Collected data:
■ ■ ■
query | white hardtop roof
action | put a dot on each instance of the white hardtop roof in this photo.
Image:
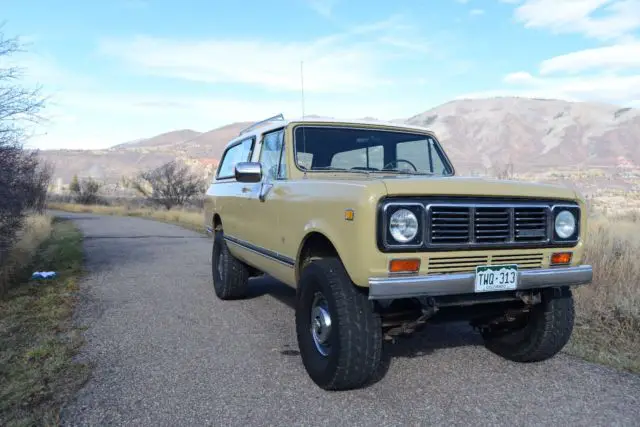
(276, 123)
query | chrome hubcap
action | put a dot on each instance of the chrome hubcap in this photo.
(320, 323)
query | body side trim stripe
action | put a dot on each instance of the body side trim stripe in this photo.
(262, 251)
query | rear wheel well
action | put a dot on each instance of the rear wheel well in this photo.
(217, 222)
(316, 245)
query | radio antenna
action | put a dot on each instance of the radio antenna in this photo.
(304, 129)
(302, 85)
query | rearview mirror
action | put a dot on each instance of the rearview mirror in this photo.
(248, 172)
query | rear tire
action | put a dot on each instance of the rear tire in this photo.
(347, 354)
(545, 332)
(230, 275)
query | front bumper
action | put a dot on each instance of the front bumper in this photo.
(463, 283)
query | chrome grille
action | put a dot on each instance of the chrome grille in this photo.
(449, 225)
(492, 225)
(530, 224)
(481, 225)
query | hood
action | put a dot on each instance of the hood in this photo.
(470, 186)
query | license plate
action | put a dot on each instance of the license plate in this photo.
(491, 278)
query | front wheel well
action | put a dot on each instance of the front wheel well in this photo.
(217, 222)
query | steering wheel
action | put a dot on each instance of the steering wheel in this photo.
(401, 160)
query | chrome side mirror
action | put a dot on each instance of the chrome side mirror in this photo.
(248, 172)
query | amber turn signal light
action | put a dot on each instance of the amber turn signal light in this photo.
(561, 258)
(404, 265)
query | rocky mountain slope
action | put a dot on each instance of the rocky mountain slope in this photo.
(478, 134)
(534, 134)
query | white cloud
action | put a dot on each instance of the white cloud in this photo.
(323, 7)
(616, 56)
(601, 19)
(339, 63)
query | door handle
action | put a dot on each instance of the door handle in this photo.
(264, 190)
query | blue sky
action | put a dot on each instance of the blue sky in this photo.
(120, 70)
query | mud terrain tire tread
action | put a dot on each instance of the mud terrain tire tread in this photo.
(357, 336)
(548, 331)
(236, 282)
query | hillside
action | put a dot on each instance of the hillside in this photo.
(532, 134)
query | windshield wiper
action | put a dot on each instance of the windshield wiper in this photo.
(405, 172)
(333, 168)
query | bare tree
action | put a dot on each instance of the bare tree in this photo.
(21, 178)
(169, 185)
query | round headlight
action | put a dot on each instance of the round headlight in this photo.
(403, 225)
(565, 224)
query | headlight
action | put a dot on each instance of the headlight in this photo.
(403, 225)
(565, 224)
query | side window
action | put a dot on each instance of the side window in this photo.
(238, 153)
(439, 166)
(366, 157)
(418, 152)
(272, 156)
■ ■ ■
• OBJECTIVE
Please rewrite everything from the line containing "query | door handle" down to the end of the records, substituting "leafless tree" for "bare tree" and leaving the rest unchanged.

• RESPONSE TO THIS EXERCISE
query | door handle
action | put a dot on each instance of the door handle in this photo.
(264, 190)
query | blue sky
action | put a dot on each instance of the blue sky in this photo.
(120, 70)
query | mud terrain tire tread
action | put a dot on each instance of the mud terrain tire tread in this photo.
(357, 336)
(548, 331)
(236, 282)
query | hillside
action | put a dot on each instance of the hillside in this photo.
(532, 134)
query | windshield wiper
action | put a dot on each instance of the windshield wiper in this photo.
(405, 172)
(333, 168)
query | leafless tree
action | put a dot on each instance of the leafless tree in this photo.
(21, 178)
(169, 185)
query | round headlight
action | put a dot on each instance of the round headlight in this photo.
(403, 225)
(565, 224)
query | headlight
action | put a dot on each instance of the headlight in this photo.
(403, 225)
(565, 224)
query | side window
action | put a dot on each instance of the side window in this photo.
(238, 153)
(439, 166)
(366, 157)
(418, 152)
(272, 156)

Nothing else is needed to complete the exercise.